--- EXTRACTED INFORMATION ---
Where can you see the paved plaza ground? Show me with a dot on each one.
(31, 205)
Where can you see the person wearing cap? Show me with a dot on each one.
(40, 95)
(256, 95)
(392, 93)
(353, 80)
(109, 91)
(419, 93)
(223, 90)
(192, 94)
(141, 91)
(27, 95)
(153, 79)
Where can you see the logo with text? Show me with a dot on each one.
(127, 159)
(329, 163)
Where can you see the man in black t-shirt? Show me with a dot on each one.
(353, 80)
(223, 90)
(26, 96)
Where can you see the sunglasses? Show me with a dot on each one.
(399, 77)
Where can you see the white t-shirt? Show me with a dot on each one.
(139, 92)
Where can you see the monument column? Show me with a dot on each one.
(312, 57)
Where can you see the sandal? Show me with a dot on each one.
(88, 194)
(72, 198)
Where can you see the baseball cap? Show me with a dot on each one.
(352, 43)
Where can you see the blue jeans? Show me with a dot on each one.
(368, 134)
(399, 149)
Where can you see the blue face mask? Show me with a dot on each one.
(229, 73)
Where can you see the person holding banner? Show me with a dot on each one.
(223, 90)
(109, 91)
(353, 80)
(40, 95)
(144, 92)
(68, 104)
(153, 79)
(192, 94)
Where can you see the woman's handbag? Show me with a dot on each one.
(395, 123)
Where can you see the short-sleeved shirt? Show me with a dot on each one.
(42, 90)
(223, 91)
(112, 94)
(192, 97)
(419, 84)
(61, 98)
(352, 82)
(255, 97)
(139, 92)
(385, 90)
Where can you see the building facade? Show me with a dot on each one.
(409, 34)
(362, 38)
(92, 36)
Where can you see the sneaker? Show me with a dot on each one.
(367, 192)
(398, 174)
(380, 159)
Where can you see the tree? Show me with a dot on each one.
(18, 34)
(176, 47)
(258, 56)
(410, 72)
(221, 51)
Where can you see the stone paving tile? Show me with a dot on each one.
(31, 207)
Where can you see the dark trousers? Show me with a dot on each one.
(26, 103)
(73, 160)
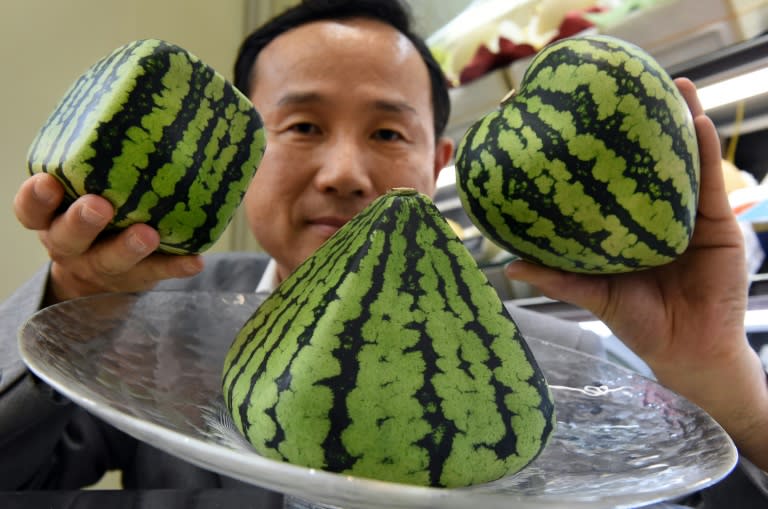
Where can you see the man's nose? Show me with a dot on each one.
(344, 170)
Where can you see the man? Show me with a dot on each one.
(353, 105)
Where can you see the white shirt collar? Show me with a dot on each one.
(268, 281)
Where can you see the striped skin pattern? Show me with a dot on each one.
(388, 355)
(162, 136)
(591, 167)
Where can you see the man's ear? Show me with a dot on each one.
(443, 154)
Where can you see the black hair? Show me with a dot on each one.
(390, 12)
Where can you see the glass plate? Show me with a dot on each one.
(150, 364)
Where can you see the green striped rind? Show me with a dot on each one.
(592, 167)
(388, 355)
(164, 137)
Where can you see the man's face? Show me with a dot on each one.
(348, 113)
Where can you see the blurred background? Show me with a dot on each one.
(483, 45)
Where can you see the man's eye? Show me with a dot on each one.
(305, 128)
(388, 135)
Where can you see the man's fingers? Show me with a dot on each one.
(37, 200)
(72, 232)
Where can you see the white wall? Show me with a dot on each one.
(46, 44)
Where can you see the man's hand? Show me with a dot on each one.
(83, 263)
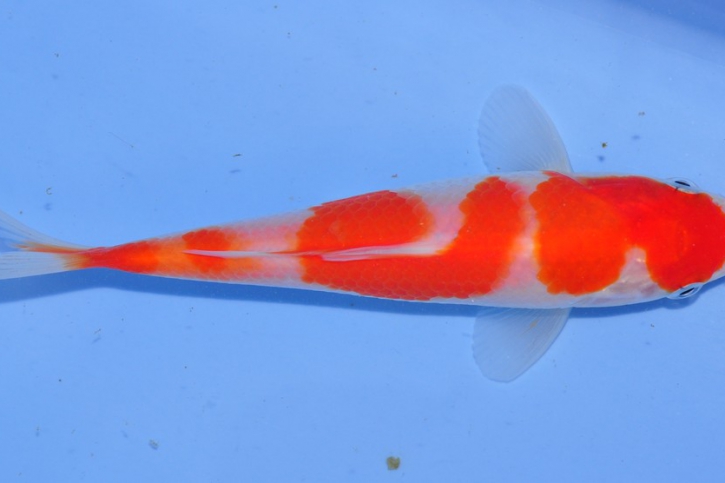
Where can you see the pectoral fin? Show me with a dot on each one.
(506, 342)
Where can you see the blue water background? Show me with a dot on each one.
(123, 120)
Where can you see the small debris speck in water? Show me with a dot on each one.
(393, 463)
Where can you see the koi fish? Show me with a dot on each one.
(530, 242)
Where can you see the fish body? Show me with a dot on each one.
(534, 239)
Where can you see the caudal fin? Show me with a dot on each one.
(25, 252)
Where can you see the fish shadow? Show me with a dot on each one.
(30, 288)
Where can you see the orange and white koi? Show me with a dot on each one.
(533, 239)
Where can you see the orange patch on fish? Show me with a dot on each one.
(587, 226)
(581, 242)
(682, 233)
(471, 265)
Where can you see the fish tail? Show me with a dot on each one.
(25, 252)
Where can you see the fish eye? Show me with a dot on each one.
(682, 184)
(686, 291)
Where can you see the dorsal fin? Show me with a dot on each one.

--- THE PROBLEM ---
Your reply should hold only the lines from the one that contains "Where can you see the green" through the last line of the records above, exact and complete, and no pictures.

--- PROBLEM SOLUTION ---
Where can you see the green striped rind? Show me with a dot on each one.
(592, 167)
(388, 355)
(164, 137)
Where can you see the man's face? Show me with a dot on each one.
(348, 113)
Where can you see the blurred background? Show me with a dot on each one.
(483, 45)
Where can you see the man's eye? Show me with a dot on each one.
(305, 128)
(388, 135)
Where can you see the man's fingers? Show me with a dot on each one.
(37, 200)
(72, 232)
Where can you see the white wall? Show me with a dot on each one.
(46, 44)
Where can you see the man's hand? Show me with a dot on each one.
(83, 263)
Where can you see the pectoral fin? Show me with a dot on each one.
(506, 342)
Where can you see the blue water background? Show me with a dot on each one.
(123, 120)
Where can you see the small debris speck in water? Show me with a dot on each one.
(393, 463)
Where can you see the koi fish? Show me with a dot on each one.
(530, 242)
Where can you see the fish body? Show me with a dot on each one.
(534, 239)
Where can you see the caudal fin? Show me with a dot on each one.
(25, 252)
Where can you see the fish shadow? Show me with a dot on each one.
(30, 288)
Where can you see the orange and white koi? Show me with a dot on each one.
(533, 239)
Where can you see the orange patch on fish? Show me with a dot on each one.
(587, 226)
(581, 242)
(682, 233)
(471, 265)
Where can you see the fish tail? Show me with a dot on each one.
(25, 252)
Where can you see the fish eye? Show me with a dot on each one.
(682, 184)
(686, 291)
Where can you see the dorsal fin? Show me with a dot on each one.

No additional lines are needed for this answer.